◆ BRIEF 1 ◆
Answer these questions about the puppy name thread below:
(a) Which name does jlcase say they are leaning towards right now?
(b) What name does luv4mygirls suggest?
(c) Why does OzzyAndLilysMom prefer Piper over Lola?
◆ BRIEF 2 ◆
Continue the puppy name thread below from its last line.
-- Start PROVIDED PASSAGE --
# New puppy name



## jlcase (Feb 8, 2005)

We are trying to decide on a name for the puppy I will be getting in a couple weeks. Right now we are leaning towards Lola. I also like Piper and Leyla. We want something that sounds different than Charlie. Do you think Lola fits her?
Here's her pic...


----------



## xXKatXx (Dec 28, 2004)

i like lola and piper


----------



## luv4mygirls (Feb 20, 2005)

Charo


----------



## blossom (Mar 8, 2005)

I like Leyla! :wave:


----------



## 0SCARS (May 11, 2005)

I posted a list of names on a couple of the different threads. I'll post them here too!
sophie 
chanel 
paris 
coco 
eva 
daisy 
peaches 
sadie 
Kallie 
Lily 
Millie 
Bailey 
Hope this helps!!


----------



## 0SCARS (May 11, 2005)

Oh here are some more that I posted

Makana 
Anela 
Jada 
Shasta 
Calia 
Sophia


----------



## OzzyAndLilysMom (Mar 9, 2004)

I love Piper she definately looks like a piperr there seems to be qutie a few lolas about but piper is more unusual


----------



## MissMolly (Jan 28, 2005)

blossom said:


> I like Leyla! :wave:


Me too!!!  :wave:


----------



## belladoggie (Mar 28, 2005)

i think she looks like a leyla


----------



## chihuahua-lady (Apr 13, 2005)
-- End PROVIDED PASSAGE --
-- Start RECORD EXCERPTS --
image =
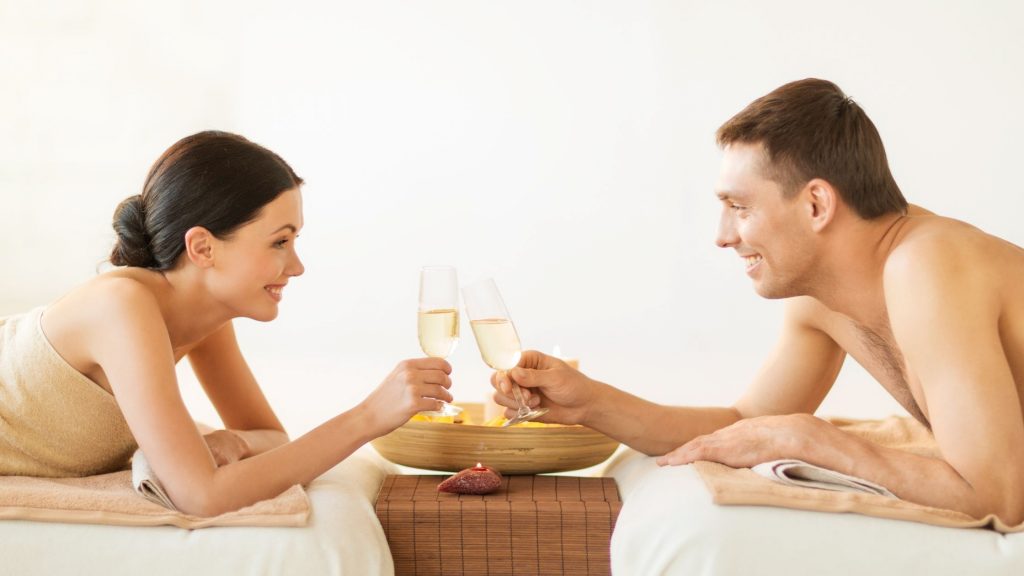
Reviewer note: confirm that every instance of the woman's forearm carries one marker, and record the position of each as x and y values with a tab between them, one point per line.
649	427
270	472
260	441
-- End RECORD EXCERPTS --
◆ TASK RESPONSE 1 ◆
(a) Lola.
(b) Charo.
(c) There seem to be quite a few Lolas about, but Piper is more unusual.

◆ TASK RESPONSE 2 ◆
i like lola


----------



## Iamafairy (Jan 26, 2005)

I looked at her and Evie came to my mind I don't know why!!! Very Random!!!


----------



## NewMommy (Jun 11, 2005)

Piper is adorable and I like it! Good luck finding a cute name^^


----------



## snuffysmom (May 23, 2005)

I really like Piper as well


----------



## xx-nathalie-xx (Jan 10, 2005)

i like leyla too  

kisses nat


----------



## jlcase (Feb 8, 2005)

We decided to go with Piper, it seems to fit her personality, she's very hyper and she's got pipes! :lol:


----------



## xfayex (Apr 4, 2005)

I like piper!


----------



## xx-nathalie-xx (Jan 10, 2005)

i love peaches  

kisses nat


----------



## Froggirl83 (Jun 25, 2005)

She's definitely a Piper. Perfect.


----------



## Jayne (Jul 8, 2005)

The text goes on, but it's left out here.